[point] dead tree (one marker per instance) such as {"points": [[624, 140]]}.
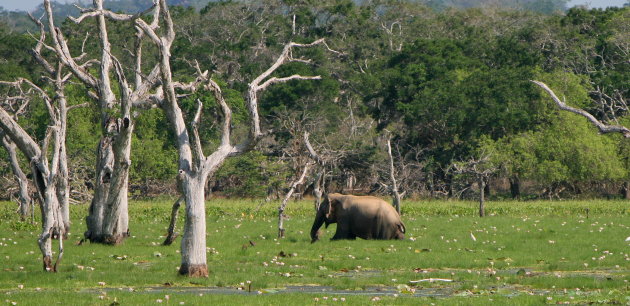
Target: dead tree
{"points": [[318, 183], [194, 166], [481, 171], [25, 202], [393, 188], [108, 220], [609, 105], [50, 180], [314, 160], [298, 181], [603, 128], [171, 235]]}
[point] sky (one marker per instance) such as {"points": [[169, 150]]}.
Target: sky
{"points": [[27, 5]]}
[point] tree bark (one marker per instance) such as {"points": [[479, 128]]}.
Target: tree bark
{"points": [[394, 185], [24, 199], [194, 239], [482, 187], [171, 234], [625, 191], [194, 166], [515, 187]]}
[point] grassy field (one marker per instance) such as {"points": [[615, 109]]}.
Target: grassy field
{"points": [[523, 253]]}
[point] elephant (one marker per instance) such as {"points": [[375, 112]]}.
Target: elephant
{"points": [[358, 216]]}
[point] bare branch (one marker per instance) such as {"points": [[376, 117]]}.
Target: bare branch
{"points": [[310, 149], [275, 80], [78, 106], [194, 125], [604, 128]]}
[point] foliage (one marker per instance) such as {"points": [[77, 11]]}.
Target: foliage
{"points": [[251, 175]]}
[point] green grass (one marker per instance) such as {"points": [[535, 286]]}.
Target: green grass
{"points": [[524, 253]]}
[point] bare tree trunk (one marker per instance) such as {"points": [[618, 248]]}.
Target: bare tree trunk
{"points": [[194, 239], [482, 188], [515, 187], [194, 166], [25, 202], [625, 191], [283, 205], [172, 235], [108, 219], [394, 185], [318, 190]]}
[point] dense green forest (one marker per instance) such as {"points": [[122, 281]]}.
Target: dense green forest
{"points": [[447, 81]]}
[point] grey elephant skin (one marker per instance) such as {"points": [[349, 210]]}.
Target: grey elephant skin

■ ■ ■

In the records above, find the line containing "[point] sky (one"; please retype it and every line after it through the last line, exactly and with nothing else.

[point] sky (one marker per instance) such as {"points": [[169, 150]]}.
Target: sky
{"points": [[27, 5]]}
[point] tree bark (one marker per instance) such as {"points": [[479, 128]]}.
Target: tree bark
{"points": [[394, 185], [24, 199], [194, 239], [482, 187], [171, 234], [625, 191], [194, 166], [515, 187]]}
[point] grassy field (one marker per instance) such as {"points": [[615, 109]]}.
Target: grassy field
{"points": [[523, 253]]}
[point] elephant (one marker per instance) such as {"points": [[375, 112]]}.
Target: elephant
{"points": [[358, 216]]}
[point] bare branch (one marker per instance) such as {"points": [[376, 117]]}.
Target: bare branch
{"points": [[310, 149], [275, 80], [78, 106], [194, 125], [604, 128]]}
[point] foliage (one marker per instance) such as {"points": [[77, 11]]}.
Target: foliage
{"points": [[251, 175]]}
[point] green grass (one marker per instance) such as {"points": [[535, 286]]}.
Target: green grass
{"points": [[524, 253]]}
[point] bare tree trunk (one marker per instance) such as {"points": [[618, 248]]}.
Target: bare tree trunk
{"points": [[194, 239], [482, 188], [515, 187], [194, 166], [25, 202], [625, 191], [283, 205], [172, 235], [108, 219], [394, 185], [318, 190]]}
[point] dense green forest (one marker per instance) such as {"points": [[122, 281]]}.
Target: dense green forest
{"points": [[447, 81]]}
[point] grey elephant skin (one marker per instance) such as {"points": [[349, 210]]}.
Target: grey elephant skin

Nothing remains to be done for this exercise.